*** Opening of Exercise inputs ***

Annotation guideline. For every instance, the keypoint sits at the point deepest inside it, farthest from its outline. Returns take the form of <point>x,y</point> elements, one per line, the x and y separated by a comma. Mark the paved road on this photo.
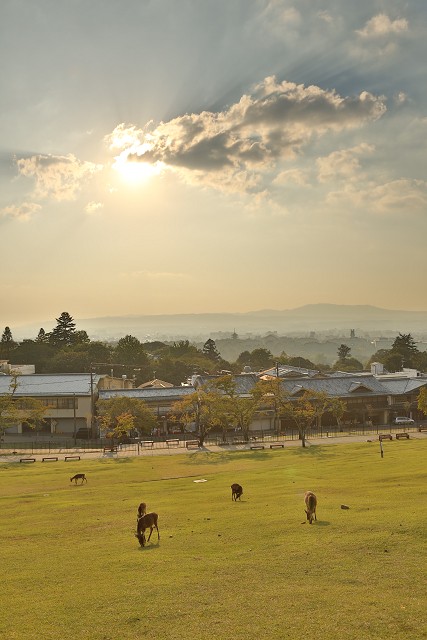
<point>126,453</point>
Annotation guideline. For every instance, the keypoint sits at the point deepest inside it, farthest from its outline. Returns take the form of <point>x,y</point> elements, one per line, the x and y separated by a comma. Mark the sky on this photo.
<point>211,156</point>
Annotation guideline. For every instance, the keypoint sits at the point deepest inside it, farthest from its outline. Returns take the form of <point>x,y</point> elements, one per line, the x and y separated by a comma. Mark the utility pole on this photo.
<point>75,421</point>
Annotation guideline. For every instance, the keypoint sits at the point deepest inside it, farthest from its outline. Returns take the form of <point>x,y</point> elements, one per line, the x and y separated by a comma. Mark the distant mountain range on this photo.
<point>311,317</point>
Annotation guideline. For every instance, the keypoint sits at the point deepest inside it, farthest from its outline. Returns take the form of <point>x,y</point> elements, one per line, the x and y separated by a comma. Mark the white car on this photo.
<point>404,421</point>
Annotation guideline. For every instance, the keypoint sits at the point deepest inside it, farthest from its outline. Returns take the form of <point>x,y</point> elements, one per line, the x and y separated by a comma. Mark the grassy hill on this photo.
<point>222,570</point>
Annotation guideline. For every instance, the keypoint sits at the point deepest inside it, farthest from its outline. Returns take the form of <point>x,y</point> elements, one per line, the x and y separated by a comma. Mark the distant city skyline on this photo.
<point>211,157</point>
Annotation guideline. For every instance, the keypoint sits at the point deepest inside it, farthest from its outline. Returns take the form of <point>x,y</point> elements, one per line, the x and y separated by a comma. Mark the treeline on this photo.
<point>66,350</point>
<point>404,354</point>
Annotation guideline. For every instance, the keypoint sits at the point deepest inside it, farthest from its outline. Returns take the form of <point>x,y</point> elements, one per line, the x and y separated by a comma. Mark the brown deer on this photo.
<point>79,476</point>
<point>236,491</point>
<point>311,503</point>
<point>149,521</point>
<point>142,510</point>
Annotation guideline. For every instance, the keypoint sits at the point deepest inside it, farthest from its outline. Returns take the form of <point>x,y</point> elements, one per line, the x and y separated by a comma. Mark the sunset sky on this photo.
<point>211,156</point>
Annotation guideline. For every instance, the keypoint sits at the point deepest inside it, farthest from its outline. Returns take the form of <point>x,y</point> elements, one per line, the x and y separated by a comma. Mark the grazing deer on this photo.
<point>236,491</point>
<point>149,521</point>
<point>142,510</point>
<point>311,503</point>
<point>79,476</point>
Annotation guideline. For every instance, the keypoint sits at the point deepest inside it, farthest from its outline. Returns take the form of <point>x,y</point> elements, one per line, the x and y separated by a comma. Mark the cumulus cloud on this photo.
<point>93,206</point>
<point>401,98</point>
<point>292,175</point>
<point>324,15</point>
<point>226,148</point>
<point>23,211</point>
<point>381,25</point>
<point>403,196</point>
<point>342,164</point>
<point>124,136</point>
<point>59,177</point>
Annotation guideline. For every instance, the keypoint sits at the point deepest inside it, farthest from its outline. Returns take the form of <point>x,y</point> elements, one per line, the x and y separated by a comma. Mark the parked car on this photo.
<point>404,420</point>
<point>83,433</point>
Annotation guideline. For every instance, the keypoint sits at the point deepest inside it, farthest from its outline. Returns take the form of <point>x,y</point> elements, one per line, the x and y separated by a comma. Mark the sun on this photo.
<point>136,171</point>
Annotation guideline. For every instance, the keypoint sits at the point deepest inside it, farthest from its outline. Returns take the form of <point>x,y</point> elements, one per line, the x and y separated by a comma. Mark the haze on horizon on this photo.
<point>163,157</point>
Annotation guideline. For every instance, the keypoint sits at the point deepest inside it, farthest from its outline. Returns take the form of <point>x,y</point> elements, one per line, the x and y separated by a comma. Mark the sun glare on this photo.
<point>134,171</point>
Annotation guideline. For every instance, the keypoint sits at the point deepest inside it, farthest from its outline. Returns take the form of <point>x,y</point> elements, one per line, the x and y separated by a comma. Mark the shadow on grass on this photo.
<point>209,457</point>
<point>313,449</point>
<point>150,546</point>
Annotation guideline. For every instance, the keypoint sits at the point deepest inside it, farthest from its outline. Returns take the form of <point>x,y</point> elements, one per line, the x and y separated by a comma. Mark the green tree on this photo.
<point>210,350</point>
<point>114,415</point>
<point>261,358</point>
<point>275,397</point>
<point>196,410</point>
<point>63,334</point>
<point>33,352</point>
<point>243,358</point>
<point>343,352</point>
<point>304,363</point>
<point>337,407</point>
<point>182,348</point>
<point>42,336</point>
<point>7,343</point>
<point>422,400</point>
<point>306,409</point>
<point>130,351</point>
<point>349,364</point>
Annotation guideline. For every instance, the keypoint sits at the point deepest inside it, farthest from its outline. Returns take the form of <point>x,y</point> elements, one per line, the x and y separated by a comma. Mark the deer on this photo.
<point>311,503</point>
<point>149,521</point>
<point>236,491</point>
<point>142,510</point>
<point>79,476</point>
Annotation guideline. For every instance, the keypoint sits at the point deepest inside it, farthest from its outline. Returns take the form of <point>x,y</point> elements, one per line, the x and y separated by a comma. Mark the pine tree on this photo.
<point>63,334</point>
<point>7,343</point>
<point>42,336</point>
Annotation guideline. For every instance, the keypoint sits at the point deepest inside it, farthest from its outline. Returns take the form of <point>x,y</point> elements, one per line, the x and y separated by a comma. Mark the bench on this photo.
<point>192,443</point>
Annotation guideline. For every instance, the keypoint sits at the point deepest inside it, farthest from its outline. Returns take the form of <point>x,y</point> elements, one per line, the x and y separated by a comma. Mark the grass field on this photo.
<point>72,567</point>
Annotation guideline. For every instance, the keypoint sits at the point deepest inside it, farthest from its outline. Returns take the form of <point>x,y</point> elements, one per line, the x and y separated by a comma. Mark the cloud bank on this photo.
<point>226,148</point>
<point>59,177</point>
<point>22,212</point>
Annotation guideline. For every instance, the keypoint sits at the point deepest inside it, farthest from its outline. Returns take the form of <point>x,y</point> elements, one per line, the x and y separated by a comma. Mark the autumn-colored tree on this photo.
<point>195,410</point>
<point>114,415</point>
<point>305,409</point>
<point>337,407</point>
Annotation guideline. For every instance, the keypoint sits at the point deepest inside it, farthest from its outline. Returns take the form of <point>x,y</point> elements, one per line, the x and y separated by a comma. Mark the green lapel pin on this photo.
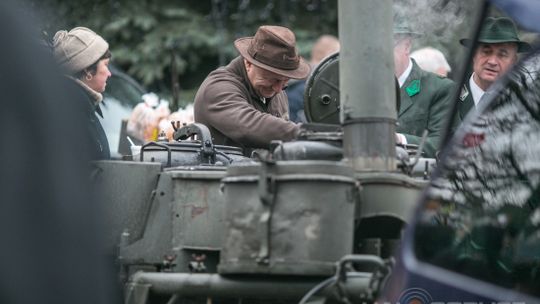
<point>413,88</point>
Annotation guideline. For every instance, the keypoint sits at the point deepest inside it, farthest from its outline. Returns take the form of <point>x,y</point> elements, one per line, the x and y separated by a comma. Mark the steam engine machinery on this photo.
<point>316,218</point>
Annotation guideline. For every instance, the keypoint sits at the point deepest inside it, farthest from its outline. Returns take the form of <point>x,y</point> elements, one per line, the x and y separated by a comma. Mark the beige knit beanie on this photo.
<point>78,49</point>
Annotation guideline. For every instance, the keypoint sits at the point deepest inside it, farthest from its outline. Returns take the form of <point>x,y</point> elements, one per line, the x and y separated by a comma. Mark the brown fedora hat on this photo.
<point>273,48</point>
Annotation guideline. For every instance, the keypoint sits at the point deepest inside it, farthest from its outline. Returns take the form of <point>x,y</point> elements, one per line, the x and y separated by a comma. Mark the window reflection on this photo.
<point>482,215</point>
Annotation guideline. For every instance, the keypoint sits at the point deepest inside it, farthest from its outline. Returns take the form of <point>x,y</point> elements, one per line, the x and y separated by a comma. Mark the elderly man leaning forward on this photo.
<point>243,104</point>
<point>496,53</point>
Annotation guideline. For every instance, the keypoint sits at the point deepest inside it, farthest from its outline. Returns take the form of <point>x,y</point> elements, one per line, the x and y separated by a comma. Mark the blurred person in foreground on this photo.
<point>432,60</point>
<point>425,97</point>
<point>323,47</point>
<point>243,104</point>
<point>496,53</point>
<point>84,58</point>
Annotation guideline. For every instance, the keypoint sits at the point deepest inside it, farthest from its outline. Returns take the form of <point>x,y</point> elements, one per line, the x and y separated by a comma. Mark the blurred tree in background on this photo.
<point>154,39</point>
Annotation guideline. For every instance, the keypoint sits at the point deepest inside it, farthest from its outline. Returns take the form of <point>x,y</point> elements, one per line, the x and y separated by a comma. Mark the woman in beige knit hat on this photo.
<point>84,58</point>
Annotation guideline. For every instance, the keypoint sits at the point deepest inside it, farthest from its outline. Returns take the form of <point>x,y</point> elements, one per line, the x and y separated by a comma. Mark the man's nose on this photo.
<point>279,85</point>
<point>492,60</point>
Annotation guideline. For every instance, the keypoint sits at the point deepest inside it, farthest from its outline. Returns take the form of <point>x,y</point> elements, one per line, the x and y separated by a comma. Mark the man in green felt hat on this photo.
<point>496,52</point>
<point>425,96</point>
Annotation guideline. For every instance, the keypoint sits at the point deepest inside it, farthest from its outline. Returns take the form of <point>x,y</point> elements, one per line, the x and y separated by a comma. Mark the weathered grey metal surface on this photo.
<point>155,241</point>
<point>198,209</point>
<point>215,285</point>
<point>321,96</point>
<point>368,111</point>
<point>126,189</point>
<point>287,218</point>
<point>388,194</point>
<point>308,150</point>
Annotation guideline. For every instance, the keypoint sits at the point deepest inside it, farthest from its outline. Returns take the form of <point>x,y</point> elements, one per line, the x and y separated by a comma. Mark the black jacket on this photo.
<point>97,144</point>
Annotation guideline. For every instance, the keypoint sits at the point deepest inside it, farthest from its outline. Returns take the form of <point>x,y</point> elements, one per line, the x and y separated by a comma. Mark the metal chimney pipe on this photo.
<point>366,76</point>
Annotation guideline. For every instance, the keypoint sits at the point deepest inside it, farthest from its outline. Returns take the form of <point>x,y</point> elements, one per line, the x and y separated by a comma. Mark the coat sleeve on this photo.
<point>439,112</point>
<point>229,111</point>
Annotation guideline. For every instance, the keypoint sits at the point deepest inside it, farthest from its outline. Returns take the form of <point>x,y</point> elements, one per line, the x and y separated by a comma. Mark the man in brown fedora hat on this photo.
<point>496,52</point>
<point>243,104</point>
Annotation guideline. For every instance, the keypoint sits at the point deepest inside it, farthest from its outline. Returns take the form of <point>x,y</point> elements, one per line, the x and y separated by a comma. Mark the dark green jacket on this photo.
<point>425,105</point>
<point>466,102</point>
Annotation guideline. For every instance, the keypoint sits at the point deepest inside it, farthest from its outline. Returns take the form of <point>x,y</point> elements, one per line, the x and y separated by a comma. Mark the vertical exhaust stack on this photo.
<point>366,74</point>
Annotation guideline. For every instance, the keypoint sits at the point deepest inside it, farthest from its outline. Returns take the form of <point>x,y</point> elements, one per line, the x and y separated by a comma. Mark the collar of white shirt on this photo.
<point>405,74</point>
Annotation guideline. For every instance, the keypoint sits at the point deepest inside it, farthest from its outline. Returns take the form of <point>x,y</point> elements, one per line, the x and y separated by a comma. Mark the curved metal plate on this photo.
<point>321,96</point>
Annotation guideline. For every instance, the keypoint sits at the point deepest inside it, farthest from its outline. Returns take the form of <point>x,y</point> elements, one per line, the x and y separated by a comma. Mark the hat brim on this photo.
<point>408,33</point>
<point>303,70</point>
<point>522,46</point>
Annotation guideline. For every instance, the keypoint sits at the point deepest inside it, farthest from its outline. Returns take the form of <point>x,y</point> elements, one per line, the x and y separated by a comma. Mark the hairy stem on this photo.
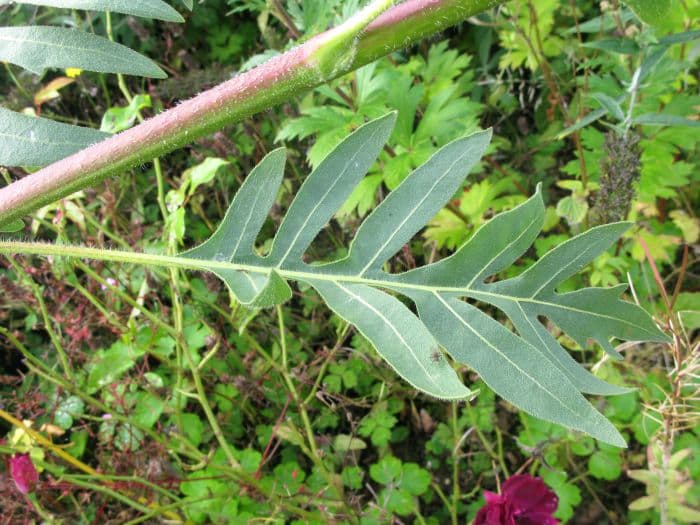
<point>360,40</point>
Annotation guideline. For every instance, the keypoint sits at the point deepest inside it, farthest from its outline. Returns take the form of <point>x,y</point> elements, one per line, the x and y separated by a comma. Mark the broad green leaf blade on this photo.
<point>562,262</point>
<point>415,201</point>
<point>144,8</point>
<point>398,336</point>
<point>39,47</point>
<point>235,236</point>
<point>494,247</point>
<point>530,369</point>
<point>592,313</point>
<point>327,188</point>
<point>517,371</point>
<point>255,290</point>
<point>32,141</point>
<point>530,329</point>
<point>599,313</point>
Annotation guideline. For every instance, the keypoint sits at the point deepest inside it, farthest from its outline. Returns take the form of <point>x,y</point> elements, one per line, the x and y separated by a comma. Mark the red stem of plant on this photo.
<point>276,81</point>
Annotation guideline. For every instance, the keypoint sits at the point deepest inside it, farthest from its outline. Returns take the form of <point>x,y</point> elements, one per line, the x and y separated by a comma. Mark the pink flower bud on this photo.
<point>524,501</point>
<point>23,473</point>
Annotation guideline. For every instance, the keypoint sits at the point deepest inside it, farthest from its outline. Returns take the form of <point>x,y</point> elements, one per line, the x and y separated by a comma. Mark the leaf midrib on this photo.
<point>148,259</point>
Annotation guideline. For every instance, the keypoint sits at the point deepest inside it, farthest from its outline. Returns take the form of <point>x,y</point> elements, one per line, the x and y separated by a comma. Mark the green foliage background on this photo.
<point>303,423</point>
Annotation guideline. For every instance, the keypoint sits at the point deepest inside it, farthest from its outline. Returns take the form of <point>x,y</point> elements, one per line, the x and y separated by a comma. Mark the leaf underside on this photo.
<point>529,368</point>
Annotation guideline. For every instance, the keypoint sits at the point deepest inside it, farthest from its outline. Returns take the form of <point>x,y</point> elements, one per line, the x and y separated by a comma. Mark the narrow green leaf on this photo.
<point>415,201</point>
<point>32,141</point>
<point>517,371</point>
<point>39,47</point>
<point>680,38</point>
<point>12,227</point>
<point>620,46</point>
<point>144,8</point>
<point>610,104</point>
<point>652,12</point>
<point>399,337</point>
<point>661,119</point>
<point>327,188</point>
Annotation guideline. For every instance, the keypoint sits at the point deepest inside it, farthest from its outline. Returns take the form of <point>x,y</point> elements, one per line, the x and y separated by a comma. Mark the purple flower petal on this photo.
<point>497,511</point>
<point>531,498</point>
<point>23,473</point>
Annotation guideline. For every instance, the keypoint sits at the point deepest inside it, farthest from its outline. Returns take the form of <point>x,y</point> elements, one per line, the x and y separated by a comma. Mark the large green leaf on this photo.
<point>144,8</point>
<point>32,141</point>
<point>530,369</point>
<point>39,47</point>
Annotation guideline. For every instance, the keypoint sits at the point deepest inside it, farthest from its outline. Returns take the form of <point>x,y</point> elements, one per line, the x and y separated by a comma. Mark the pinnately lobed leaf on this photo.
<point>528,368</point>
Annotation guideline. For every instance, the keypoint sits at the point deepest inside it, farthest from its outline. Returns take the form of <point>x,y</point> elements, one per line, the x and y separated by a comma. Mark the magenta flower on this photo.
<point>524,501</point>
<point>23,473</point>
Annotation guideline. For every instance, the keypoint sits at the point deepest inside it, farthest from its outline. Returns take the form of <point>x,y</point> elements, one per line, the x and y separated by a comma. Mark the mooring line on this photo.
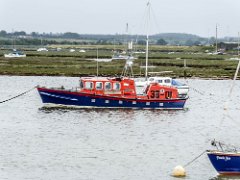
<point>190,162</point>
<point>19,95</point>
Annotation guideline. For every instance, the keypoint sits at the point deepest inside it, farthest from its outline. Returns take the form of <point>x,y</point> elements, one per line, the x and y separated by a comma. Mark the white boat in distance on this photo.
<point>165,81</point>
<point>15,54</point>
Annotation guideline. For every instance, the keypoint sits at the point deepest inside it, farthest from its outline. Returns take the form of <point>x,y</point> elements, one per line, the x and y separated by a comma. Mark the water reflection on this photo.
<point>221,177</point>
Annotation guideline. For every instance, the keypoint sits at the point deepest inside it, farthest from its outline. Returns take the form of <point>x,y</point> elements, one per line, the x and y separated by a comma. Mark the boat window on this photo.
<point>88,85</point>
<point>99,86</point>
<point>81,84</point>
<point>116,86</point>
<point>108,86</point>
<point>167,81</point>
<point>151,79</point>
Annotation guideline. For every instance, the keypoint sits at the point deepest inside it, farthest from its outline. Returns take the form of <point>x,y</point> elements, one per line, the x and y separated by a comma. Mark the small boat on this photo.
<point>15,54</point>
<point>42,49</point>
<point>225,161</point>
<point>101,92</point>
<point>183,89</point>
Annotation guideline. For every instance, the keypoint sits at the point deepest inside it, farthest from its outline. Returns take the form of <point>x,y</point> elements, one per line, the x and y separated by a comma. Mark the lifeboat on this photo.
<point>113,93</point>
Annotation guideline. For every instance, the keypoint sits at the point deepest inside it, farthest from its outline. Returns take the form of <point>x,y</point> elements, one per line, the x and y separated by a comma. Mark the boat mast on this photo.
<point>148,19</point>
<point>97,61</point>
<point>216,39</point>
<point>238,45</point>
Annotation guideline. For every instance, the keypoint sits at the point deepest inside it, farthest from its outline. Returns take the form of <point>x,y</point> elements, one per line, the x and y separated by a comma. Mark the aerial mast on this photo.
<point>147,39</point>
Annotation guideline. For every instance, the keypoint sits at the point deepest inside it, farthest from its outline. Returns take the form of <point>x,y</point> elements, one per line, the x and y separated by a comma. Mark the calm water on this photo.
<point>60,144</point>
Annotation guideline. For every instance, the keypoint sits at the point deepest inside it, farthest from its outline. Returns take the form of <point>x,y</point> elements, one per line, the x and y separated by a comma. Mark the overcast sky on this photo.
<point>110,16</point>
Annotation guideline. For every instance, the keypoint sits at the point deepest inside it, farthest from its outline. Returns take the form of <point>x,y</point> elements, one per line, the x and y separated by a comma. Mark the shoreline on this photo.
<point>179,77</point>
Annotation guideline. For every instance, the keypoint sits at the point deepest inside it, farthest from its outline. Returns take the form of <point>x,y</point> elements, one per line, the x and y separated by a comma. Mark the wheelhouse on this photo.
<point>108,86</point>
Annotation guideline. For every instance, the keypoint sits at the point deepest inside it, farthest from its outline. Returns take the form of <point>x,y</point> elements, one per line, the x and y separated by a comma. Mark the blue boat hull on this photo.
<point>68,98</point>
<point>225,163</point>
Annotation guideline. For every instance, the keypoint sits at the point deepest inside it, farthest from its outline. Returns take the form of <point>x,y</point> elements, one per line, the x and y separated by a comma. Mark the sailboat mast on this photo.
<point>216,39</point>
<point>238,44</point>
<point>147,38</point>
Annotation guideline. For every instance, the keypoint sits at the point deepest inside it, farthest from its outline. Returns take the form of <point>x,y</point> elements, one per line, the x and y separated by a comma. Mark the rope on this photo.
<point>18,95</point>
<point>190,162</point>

*** Close of Exercise inputs ***

**Problem to work on**
Return, without any change, only the lines from the one containing "hull on this photo." through the last line of the entries above.

**Solution for this task**
Annotation guideline. For every instance, the keypoint sits at the point deepest inside it, farthest from its outline. Returns take the form of <point>x,y</point> elements, one per line, the x and y separated by a comma. Mark the blue boat hull on this photo.
<point>68,98</point>
<point>225,163</point>
Annotation guideline. For every instance, the keypoint sits at the point deepest inside it, farthest from its outline. Returns take the form of <point>x,y</point> elements, one per line, the x and y separated by a comma. Mark the sailboat mast on this photo.
<point>216,39</point>
<point>238,44</point>
<point>147,38</point>
Annotation guideline. For every instance, the keypoint sits at the point deepest inside it, farthest from its outline. Returns take the form of <point>x,y</point> elements, one per line, the x and y separated by a comma. Mark the rope on this photo.
<point>18,95</point>
<point>190,162</point>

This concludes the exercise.